PROBLEM DESCRIPTION:
Put the listing starting at the line that contains "of the shoreline." and ending at the line that contains "column 91, row 92", both included, into a two-column CSV with the columns input and output. Give one row for each text and its answer, with each value in a single quoted field and every line break replaced by a space.

[BEGIN TASK MATERIAL]

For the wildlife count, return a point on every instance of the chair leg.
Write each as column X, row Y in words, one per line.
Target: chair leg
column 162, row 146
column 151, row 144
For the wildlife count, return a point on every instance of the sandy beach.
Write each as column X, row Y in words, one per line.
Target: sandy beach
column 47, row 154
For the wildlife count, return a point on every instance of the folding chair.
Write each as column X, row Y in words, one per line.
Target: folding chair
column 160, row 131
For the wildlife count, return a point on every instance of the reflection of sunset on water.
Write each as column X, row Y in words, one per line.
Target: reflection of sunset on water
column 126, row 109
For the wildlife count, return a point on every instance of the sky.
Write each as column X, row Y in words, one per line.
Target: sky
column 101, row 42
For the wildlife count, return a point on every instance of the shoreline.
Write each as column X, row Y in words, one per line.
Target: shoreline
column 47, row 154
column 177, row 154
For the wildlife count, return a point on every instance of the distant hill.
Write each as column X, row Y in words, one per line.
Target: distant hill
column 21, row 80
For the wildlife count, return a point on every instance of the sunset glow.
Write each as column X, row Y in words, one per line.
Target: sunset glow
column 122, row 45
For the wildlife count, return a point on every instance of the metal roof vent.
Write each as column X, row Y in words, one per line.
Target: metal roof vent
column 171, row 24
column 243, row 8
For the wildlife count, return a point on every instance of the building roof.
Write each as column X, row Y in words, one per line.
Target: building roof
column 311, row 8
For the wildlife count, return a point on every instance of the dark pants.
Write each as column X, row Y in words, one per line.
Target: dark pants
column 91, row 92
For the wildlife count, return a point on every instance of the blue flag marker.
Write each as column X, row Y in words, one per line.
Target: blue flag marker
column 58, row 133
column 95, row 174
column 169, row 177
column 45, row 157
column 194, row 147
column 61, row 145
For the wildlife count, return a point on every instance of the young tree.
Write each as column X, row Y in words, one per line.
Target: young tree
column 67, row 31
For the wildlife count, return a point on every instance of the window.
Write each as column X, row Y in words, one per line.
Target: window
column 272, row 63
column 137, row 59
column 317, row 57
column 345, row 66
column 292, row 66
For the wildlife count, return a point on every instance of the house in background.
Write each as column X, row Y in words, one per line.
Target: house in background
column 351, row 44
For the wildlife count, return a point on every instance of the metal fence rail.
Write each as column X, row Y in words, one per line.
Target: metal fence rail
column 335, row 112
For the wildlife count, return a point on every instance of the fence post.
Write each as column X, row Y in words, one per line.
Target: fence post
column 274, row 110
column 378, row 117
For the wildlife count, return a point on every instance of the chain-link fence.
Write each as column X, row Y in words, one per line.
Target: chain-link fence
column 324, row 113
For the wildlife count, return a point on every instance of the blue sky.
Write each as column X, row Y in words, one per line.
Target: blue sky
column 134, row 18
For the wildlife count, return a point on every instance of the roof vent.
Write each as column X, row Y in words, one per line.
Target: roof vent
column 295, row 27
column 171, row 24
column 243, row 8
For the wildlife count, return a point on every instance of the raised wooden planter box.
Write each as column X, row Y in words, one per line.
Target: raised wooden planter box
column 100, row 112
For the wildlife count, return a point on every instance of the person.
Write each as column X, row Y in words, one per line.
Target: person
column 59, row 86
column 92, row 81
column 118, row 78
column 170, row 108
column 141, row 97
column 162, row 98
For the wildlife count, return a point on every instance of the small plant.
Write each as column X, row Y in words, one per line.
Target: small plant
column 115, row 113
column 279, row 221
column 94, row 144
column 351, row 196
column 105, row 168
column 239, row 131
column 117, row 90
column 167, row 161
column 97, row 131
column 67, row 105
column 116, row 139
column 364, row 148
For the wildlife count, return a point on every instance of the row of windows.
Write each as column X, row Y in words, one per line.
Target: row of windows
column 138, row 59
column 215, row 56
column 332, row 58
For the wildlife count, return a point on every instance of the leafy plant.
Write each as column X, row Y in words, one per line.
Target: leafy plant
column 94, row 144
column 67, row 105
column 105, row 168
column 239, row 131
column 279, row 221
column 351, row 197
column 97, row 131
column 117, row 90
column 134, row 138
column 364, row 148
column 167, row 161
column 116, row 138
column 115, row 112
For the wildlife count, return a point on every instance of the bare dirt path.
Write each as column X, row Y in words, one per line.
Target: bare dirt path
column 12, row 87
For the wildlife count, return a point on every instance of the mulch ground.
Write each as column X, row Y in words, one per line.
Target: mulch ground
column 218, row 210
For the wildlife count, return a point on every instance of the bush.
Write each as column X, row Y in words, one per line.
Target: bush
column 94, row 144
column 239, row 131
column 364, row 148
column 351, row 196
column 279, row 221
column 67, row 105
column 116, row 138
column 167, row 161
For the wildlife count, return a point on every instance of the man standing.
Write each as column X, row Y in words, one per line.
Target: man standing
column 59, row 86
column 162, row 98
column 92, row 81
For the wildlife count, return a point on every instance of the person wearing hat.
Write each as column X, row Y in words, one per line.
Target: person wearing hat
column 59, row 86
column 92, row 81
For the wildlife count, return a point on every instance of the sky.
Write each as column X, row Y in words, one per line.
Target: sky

[END TASK MATERIAL]

THE RESULT:
input,output
"For the wildlife count, return a point on every instance of the shoreline. Write each as column X, row Y in words, one per line. Target: shoreline","column 47, row 154 column 177, row 154"
"For the wildlife count, return a point on every instance of the distant hill. Write each as column X, row Y in words, one per line. Target: distant hill","column 21, row 80"
"For the wildlife count, return a point on every instance of the sunset glow. Write each as column X, row Y in words, one per line. Target: sunset glow","column 122, row 45"
"For the wildlife count, return a point on every instance of the metal roof vent. Write each as column X, row Y in words, one per line. Target: metal roof vent","column 171, row 24 column 243, row 8"
"For the wildlife count, return a point on every instance of the building roof. Write each as column X, row Y in words, one per line. Target: building roof","column 311, row 8"
"For the wildlife count, return a point on every instance of the dark pants. Write each as column X, row Y in words, one per line. Target: dark pants","column 91, row 92"